■ Record extracts:
****

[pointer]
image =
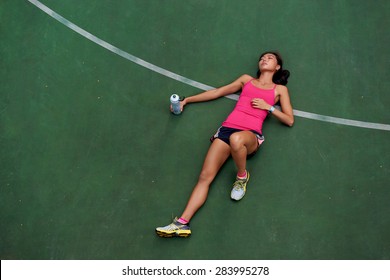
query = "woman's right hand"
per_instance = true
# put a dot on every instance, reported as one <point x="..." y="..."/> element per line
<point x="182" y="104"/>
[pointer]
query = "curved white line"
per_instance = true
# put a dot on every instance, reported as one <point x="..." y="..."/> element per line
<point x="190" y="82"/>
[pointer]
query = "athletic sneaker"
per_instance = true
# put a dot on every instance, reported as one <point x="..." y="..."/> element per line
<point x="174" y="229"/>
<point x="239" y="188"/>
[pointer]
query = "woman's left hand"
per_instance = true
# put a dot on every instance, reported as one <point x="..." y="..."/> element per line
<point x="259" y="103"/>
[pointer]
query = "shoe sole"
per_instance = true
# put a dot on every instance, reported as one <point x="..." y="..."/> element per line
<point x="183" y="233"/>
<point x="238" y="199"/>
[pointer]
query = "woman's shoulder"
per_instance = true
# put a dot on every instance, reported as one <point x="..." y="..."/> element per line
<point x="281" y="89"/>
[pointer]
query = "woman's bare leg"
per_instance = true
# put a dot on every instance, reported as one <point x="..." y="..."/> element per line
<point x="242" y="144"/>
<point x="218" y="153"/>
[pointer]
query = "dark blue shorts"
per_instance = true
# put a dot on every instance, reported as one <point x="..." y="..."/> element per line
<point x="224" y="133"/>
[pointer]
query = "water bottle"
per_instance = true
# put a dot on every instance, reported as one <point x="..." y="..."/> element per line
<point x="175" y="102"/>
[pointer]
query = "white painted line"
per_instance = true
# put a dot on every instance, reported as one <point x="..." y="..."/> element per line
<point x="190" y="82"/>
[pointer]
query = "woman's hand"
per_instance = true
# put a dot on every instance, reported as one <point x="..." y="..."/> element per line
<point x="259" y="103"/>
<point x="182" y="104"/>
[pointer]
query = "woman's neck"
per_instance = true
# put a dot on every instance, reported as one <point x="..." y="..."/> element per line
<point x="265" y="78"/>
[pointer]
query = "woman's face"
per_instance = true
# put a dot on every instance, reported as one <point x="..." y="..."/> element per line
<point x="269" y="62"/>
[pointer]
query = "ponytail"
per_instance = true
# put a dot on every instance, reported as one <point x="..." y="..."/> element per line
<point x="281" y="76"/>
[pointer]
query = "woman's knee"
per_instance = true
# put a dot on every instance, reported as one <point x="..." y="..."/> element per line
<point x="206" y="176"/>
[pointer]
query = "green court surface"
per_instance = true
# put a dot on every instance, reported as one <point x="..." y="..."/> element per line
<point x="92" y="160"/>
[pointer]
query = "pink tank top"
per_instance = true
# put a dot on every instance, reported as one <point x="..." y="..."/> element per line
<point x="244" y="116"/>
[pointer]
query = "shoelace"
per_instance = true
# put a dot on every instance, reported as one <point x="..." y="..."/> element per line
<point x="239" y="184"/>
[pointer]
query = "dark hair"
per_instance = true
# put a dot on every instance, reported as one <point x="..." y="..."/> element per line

****

■ About this task:
Your job is to return all lines above that hold the word "hand".

■ Expected output:
query = "woman's right hand"
query = "woman's left hand"
query = "woman's hand"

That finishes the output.